**Problem to solve:** Restate the data below word for word. Skip any images it contains.

[Records from a dataset]
- - - - - - -

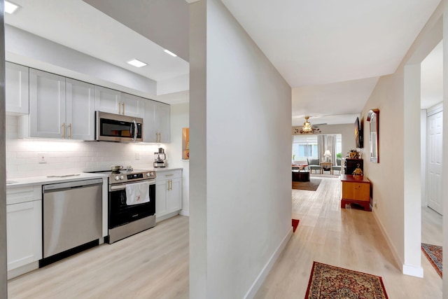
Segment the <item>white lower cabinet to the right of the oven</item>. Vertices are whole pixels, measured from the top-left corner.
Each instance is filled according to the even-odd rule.
[[[179,214],[182,209],[182,170],[158,172],[155,179],[157,221]]]

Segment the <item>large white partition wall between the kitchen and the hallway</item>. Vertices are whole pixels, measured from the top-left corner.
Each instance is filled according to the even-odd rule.
[[[291,234],[291,89],[221,1],[190,32],[190,298],[252,298]]]

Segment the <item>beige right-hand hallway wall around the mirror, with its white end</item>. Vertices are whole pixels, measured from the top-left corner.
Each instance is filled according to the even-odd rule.
[[[362,113],[365,118],[370,109],[379,109],[379,163],[364,163],[377,203],[372,212],[400,270],[414,276],[423,275],[420,63],[442,39],[440,18],[447,4],[441,1],[395,73],[379,79]],[[365,130],[365,148],[367,138]]]

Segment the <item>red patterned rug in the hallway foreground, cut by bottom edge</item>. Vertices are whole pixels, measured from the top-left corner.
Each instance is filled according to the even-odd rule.
[[[388,299],[379,276],[313,263],[305,299]]]

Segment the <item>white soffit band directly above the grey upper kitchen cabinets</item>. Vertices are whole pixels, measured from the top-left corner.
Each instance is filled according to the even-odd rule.
[[[155,99],[156,82],[59,43],[6,25],[6,60]]]

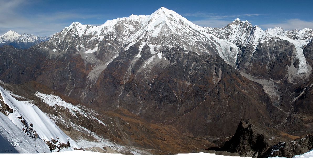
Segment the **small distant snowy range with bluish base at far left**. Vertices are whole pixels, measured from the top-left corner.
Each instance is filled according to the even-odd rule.
[[[0,47],[3,45],[13,45],[16,48],[29,48],[33,45],[36,45],[40,42],[47,41],[49,39],[48,36],[46,37],[37,37],[33,34],[23,33],[22,35],[8,31],[0,36]]]

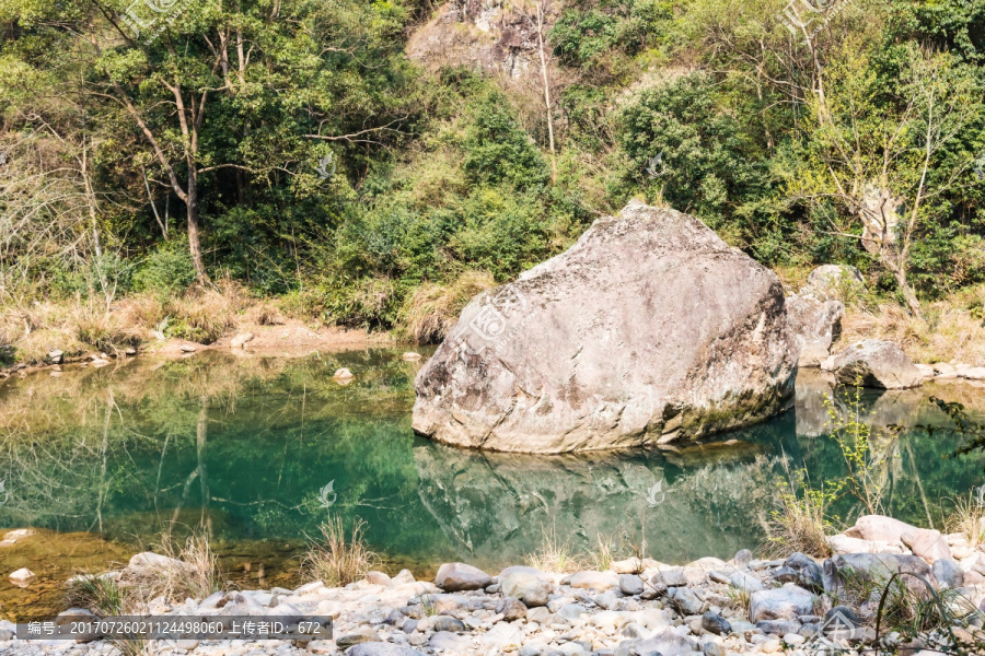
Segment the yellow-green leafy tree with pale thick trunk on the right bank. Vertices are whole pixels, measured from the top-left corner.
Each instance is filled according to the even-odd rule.
[[[879,63],[893,67],[889,81]],[[981,115],[974,80],[950,55],[919,46],[874,62],[849,45],[830,69],[827,93],[810,102],[807,168],[788,190],[831,234],[876,256],[919,317],[911,256],[924,226],[946,220],[947,194],[967,180],[974,155],[955,145]]]

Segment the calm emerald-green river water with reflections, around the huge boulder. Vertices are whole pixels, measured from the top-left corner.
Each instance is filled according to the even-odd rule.
[[[211,352],[7,382],[0,526],[54,532],[0,547],[0,614],[55,608],[57,582],[125,561],[169,527],[208,531],[239,585],[290,586],[305,537],[329,513],[366,519],[391,567],[418,575],[449,560],[494,571],[521,562],[545,528],[571,536],[576,549],[625,535],[645,537],[664,562],[730,558],[760,544],[785,456],[812,481],[843,473],[825,427],[833,386],[816,373],[798,380],[793,412],[726,442],[545,457],[415,437],[419,364],[399,355]],[[340,366],[354,372],[352,384],[332,379]],[[985,406],[982,389],[966,385],[867,394],[864,405],[876,424],[904,427],[887,447],[895,455],[884,472],[889,509],[939,528],[947,497],[985,481],[982,458],[946,460],[952,441],[911,427],[942,420],[929,394]],[[844,399],[836,407],[848,409]],[[837,509],[858,513],[847,502]],[[19,566],[39,575],[26,590],[5,577]]]

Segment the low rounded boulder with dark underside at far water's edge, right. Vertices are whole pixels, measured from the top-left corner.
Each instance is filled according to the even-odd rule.
[[[891,341],[865,339],[832,359],[835,378],[843,385],[860,380],[862,387],[906,389],[924,383],[924,375],[909,356]]]

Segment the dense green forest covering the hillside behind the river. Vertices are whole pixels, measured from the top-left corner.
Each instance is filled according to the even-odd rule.
[[[230,284],[432,340],[630,198],[980,320],[983,62],[985,0],[0,0],[0,345]]]

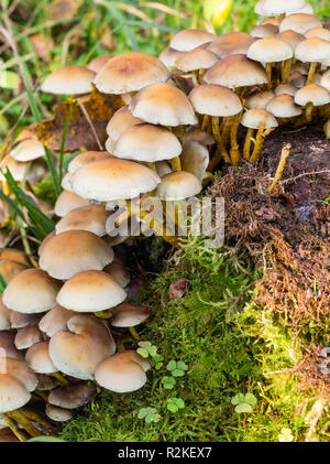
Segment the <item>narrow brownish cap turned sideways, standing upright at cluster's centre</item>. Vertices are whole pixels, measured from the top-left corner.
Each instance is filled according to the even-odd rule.
[[[210,162],[209,151],[205,145],[193,141],[184,143],[180,160],[183,171],[190,172],[202,181]]]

- - - - - - -

**Result of the exercise:**
Segment the <item>white lower cabinet to the right of the oven</item>. Vertices are whole pixels, measured from the top-left corner.
Each instance is filled according to the even-odd rule.
[[[179,214],[182,209],[182,170],[158,172],[155,179],[157,221]]]

Segment the <item>large white partition wall between the kitchen and the hallway</item>. Vertices are whole pixels, measured from the top-left corner.
Each instance is filled according to the even-odd rule.
[[[291,234],[291,89],[221,1],[190,32],[190,298],[252,298]]]

Segment the <item>beige right-hand hallway wall around the mirror, with its white end</item>. Vertices are whole pixels, measured from the top-left corner.
Each instance is filled according to the even-odd rule.
[[[362,113],[365,118],[370,109],[379,109],[379,163],[364,163],[377,203],[372,212],[400,270],[414,276],[423,275],[420,63],[442,39],[440,18],[447,4],[441,1],[395,73],[379,79]],[[365,130],[365,148],[367,138]]]

Segment the <item>red patterned rug in the hallway foreground, cut by bottom edge</item>. Vertices are whole pixels, measured from the top-left corner.
Each instance is filled according to the even-odd rule.
[[[388,299],[379,276],[313,263],[305,299]]]

Segment the <item>white soffit band directly above the grey upper kitchen cabinets</item>. Vertices are whole pixels, measured from the top-left corner.
Each instance is filled according to the even-odd rule.
[[[155,99],[156,82],[59,43],[6,25],[6,60]]]

Segment the **small distant snowy range with bluish base at far left**. Vertices are whole pixels, measured from the top-left corner.
Each instance is filled according to the even-odd rule.
[[[0,47],[3,45],[13,45],[16,48],[29,48],[33,45],[36,45],[40,42],[47,41],[49,39],[48,36],[46,37],[37,37],[33,34],[23,33],[22,35],[8,31],[0,36]]]

Segment the yellow-green leafy tree with pale thick trunk on the right bank. Vertices are whole pixels, measured from the top-left corner.
Each instance is filled according to the even-odd rule.
[[[879,63],[893,67],[889,81]],[[981,115],[974,80],[950,55],[919,46],[874,62],[849,45],[830,69],[827,93],[810,102],[807,168],[788,190],[831,234],[876,256],[919,317],[911,256],[924,226],[946,220],[947,194],[967,180],[974,155],[955,145]]]

Segment the calm emerald-green river water with reflections, around the huge boulder. Vertices are whole pixels, measured from the top-left corner.
Each instance is filled according to the even-odd rule.
[[[211,352],[7,382],[0,526],[54,532],[0,547],[0,614],[55,608],[57,582],[125,561],[169,527],[208,531],[239,585],[290,586],[305,537],[329,513],[366,519],[391,567],[418,575],[449,560],[494,571],[521,562],[545,528],[571,536],[576,549],[625,535],[645,537],[664,562],[730,558],[760,544],[785,456],[812,481],[843,473],[825,427],[833,386],[816,373],[798,380],[793,412],[726,442],[545,457],[415,437],[419,364],[399,355]],[[340,366],[354,372],[352,384],[332,379]],[[985,406],[982,389],[966,385],[867,394],[864,405],[876,424],[904,427],[887,447],[895,455],[884,472],[889,509],[939,528],[947,497],[985,481],[982,458],[946,460],[952,441],[911,427],[942,420],[929,394]],[[844,399],[836,407],[848,409]],[[837,509],[858,513],[847,502]],[[19,566],[39,575],[26,590],[5,577]]]

Segment the low rounded boulder with dark underside at far water's edge, right. Vertices are whole pixels, measured from the top-left corner.
Each instance is filled according to the even-odd rule.
[[[891,341],[865,339],[832,359],[835,378],[843,385],[860,380],[862,387],[906,389],[924,383],[924,375],[909,356]]]

Segment the dense green forest covering the hillside behind the river. Vertices are whole pixels, measured from the top-left corner.
Each instance is filled according to the even-odd rule.
[[[230,284],[432,340],[630,198],[980,320],[983,62],[985,0],[0,0],[0,345]]]

Segment the <item>narrow brownish cap turned sideways, standing upright at cluster's centre</item>. Vertices are whole pixels, measured from the top-left corner.
Each instance is filled according to the even-odd rule.
[[[210,162],[209,151],[205,145],[193,141],[184,143],[180,160],[183,171],[190,172],[202,181]]]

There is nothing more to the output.